Selected extract
◆ ◆ ◆

General characteristics
- Class & type: Endurance-class landing platform dock
- Displacement: Standard: 6,500 t (6,400 long tons; 7,200 short tons); Full load: 8,500 t (8,400 long tons; 9,400 short tons);
- Length: 141.0 m (462 ft 7 in)
- Beam: 21.0 m (68 ft 11 in)
- Draught: 5.0 m (16 ft 5 in)
- Ramps: 2 × (bow and stern)
- Installed power: 4 × Ruston 6RK215 diesel generators, each producing 875 kW (1,173 hp); Total output: 3,500 kW (4,690 shp);
- Propulsion: Combined diesel and diesel (CODAD) arrangement; 2 × Ruston 16RK 270 diesels, each producing 5,500 kW (7,400 hp), coupled to two Kamewa controllable-pitch propellers; Total output: 11,000 kW (14,800 shp);
- Speed: In excess of 15 kn (28 km/h; 17 mph)
- Range: 5,000 nmi (9,300 km; 5,800 mi) at 15 kn (28 km/h; 17 mph)
- Boats & landing craft carried: 4 × 13 m (43 ft) Fast Craft Equipment & Utility (FCEU) on davits; 2 × 25 m (82 ft) Fast Craft Utility (FCU) inside well deck;
- Capacity: 18 tanks, 20 vehicles and bulk cargo
- Troops: > 350–500
- Crew: 65 (8 officers and 57 men)
- Sensors & processing systems: Search radar: IAI/ELTA EL/M-2238; Navigation radar: Kelvin Hughes Type 1007 (I band); Weapon control: CS Defense NAJIR 2000 electro-optronic director;
- Electronic warfare & decoys: ESM/ECM: RAFAEL RAN 1101; Decoys: 2 × GEC Marconi Marine Shield III 102 mm sextuple fixed chaff/decoy launcher;
- Armament: Anti-air: Mistral missiles launched from 2 × Simbad twin launcher mounts; Main gun: 1 × Oto Melara 76 mm super rapid gun; Autocannons: 2 × 25mm M242 Bushmaster Mk 38 Mod 2 (with stabilised Typhoon weapon sighting system, mounted amidships on port and starboard side); Machine guns: 4 × STK 50MG 12.7 mm (0.50 in) HMGs;
- Aircraft carried: AS 332M Super Puma or AS532UL/AL Cougar or CH-47SD Chinook helicopters
- Aviation facilities: Flight deck and enclosed hangar for up to 2 medium-lift helicopters

= RSS Resolution (208) =

Endurance-class landing ships of the Republic of Singapore Navy

Resolution (208) is the second ship of the Endurance-class landing platform dock of the Republic of Singapore Navy.

◆ ◆ ◆

What you are asked to do
Repeat the part of the RSS Resolution ship data that opens with the words containing "General characteristics" and closes with "(bow and stern)".

Stored records
◆ ◆ ◆

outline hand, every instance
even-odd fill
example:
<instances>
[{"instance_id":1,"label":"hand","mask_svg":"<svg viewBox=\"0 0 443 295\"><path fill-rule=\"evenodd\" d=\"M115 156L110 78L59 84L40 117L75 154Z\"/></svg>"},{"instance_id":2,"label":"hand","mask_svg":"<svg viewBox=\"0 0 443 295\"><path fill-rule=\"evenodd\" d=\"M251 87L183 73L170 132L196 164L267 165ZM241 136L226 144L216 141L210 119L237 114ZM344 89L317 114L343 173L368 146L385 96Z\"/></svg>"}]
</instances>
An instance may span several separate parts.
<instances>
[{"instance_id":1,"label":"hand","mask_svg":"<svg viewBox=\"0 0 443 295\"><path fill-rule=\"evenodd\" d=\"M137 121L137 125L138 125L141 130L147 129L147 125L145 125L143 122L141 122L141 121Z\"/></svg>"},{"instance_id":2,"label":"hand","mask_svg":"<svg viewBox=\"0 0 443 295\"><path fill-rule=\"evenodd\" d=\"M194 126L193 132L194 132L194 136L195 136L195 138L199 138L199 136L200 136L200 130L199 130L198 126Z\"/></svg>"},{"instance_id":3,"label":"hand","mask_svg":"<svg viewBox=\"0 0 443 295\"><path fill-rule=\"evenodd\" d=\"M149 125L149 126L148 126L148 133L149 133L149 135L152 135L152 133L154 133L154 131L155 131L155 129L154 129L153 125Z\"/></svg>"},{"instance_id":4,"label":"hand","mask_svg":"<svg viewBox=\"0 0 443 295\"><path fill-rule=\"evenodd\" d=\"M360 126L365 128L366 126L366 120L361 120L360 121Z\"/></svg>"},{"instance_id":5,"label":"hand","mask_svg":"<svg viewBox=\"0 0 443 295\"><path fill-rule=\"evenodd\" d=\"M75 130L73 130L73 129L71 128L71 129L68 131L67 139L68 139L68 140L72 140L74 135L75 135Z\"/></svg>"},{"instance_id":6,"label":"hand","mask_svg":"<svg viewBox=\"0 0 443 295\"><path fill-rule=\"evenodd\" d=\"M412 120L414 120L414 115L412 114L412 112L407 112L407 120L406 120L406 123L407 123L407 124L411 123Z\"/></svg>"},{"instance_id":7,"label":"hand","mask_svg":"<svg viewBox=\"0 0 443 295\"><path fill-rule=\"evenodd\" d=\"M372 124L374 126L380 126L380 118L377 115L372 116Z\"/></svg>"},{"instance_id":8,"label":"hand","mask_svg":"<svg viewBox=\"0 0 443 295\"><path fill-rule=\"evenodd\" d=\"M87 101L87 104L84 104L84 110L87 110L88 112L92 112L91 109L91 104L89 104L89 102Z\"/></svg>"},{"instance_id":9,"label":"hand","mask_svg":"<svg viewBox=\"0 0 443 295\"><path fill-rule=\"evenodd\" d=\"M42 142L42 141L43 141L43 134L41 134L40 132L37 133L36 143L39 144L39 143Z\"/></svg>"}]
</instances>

◆ ◆ ◆

Answer for the task
General characteristics
- Class & type: Endurance-class landing platform dock
- Displacement: Standard: 6,500 t (6,400 long tons; 7,200 short tons); Full load: 8,500 t (8,400 long tons; 9,400 short tons);
- Length: 141.0 m (462 ft 7 in)
- Beam: 21.0 m (68 ft 11 in)
- Draught: 5.0 m (16 ft 5 in)
- Ramps: 2 × (bow and stern)